▶ **Your task**: Reproduce word for word the part of the forum thread below starting with "May be here" and going on through "on this system)".

▶ **Text extract**:
I constantly monitor events and add exclusions for non-critical mass events.
Right now
plgx-osqueryd.exe
failed with the next error and can't start. RAM is 98% and except this server is fine.
May be here is some dump or smth like this? I'm mostly works with Linux and Windows services debugging is new for me 😅
o
This error is usually benign (it comes from osquery) but I think what might be happening on this system is for some reason, the benign error is acting up...are you seeing many such errors, as if it were in a loop?
m
Yes, there is a bunch of such errors. Procdump didn't work, by the way 😞
Hi, guys! Are there any news? We still need some solution
o
Without having access to data, it is indeed difficult to suggest options...here is one thing you could try to get rid of this restart loop (which I believe is happening due to some reason osquery being acting up on this system)
from an admin command prompt, run following commands to stop the services 1. sc stop plgx_cpt (wait for 15-30 seconds & run sc query plgx_cpt to make sure it has stopped) 2. sc stop plgx_osqueryd (wait for 15-30 seconds and ensure it has stopped as well) 3. sc stop vast/sc delete vast 4. sc stop vastnw/sc delete vastnw 5. sc start plgx_osqueryd
do not start plgx_cpt (that's an outside monitoring service causing the trigger)
m
Hi, @OpenPlgx! Thanks, i will check this now
Okay, i've done this. I shouldn't start plgx_cpt at all? Now we could only wait for failures. Also, i've get this, is it expected?
h
this means agent hasn't received server port from Options UI
custom_plgx_ServerPort
. Can you run plgx_osqueryd from command line as below and share any errors/warnings you see on CLI from polylogyx osquery extension? 1. run 'sc stop plgx_osqueryd' 2. in osquery.flags file, rename the osquery db file name to something else, say
--database_path=C:\Program Files\plgx_osquery\osquery_temp.db
3. from CLI, run 'plgx_osqueryd.exe --flagfile osquery.flags --verbose' 4. Note any warnings/errors.
o
@Michael, these errors shouldn't cause a functional issue...We can bury them later...but lets see if you still get the high RAM/CPU usage that you mentioned about (or the osquery agent start/stop situation)
m
Hi, guys! Thanks for replies, i very appreciate it. So, on the server where i manually stopped all, removed vast and vastnw, then started plgx_osqueryd service has failed after about 2 days of work. On the server was no activity at all. In current state it still doesn't work. Memory consumed for 97%. It looks like memory leak, but i can't catch anything. All that i've got - without Polylogyx ESP or Polymon all works well
Ah, yes - we tried to test Polymon and it cause the same problems.
@himanshu Here it is.
o
@Michael, the images you have added seems to suggest the memory outage is in windows defender and/or FireFox
The agent is taking a very minimum of 7 MB.
That said, I can understand that the issue is appearing only when you deploy the agent..& I am trying to think how else we can support you given that there isn't a lot of data you can share
m
Hi, OpenPlgx! Yes, agent taking 7 Mb cause it's dead. This is only one case, i haven't seen such error on DC servers, for example, which is Core server without Firefox 🙂 I can clean sensitive data from config and share it, if you need to.

▶ **Provided information**:
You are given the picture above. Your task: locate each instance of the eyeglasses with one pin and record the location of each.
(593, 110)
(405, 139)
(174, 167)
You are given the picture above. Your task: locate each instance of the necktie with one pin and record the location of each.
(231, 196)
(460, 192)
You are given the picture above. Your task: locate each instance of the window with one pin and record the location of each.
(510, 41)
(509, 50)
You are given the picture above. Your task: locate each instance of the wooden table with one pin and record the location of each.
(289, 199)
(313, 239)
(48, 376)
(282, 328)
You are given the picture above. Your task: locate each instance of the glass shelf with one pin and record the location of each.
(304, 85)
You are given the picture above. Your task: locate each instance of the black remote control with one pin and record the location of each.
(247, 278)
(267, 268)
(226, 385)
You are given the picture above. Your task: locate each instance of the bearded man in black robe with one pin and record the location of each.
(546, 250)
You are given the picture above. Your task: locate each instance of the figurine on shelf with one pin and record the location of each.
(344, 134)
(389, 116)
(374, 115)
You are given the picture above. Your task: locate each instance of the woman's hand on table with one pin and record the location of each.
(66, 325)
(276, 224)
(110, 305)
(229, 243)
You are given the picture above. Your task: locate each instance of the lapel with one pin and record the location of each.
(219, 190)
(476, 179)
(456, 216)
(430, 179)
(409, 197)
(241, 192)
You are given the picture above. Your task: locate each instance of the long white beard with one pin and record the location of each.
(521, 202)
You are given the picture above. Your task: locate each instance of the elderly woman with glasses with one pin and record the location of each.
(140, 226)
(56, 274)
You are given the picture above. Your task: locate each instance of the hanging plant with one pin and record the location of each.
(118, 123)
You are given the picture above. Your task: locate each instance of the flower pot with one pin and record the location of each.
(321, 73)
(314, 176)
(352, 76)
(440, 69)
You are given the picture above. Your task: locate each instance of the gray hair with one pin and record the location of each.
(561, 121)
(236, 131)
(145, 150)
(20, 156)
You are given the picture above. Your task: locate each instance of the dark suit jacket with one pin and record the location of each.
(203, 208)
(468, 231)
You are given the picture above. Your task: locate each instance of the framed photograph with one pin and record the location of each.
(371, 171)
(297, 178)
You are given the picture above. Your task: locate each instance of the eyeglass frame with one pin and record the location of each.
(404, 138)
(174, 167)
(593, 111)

▶ **Answer to the exercise**:
May be here is some dump or smth like this? I'm mostly works with Linux and Windows services debugging is new for me 😅
o
This error is usually benign (it comes from osquery) but I think what might be happening on this system is for some reason, the benign error is acting up...are you seeing many such errors, as if it were in a loop?
m
Yes, there is a bunch of such errors. Procdump didn't work, by the way 😞
Hi, guys! Are there any news? We still need some solution
o
Without having access to data, it is indeed difficult to suggest options...here is one thing you could try to get rid of this restart loop (which I believe is happening due to some reason osquery being acting up on this system)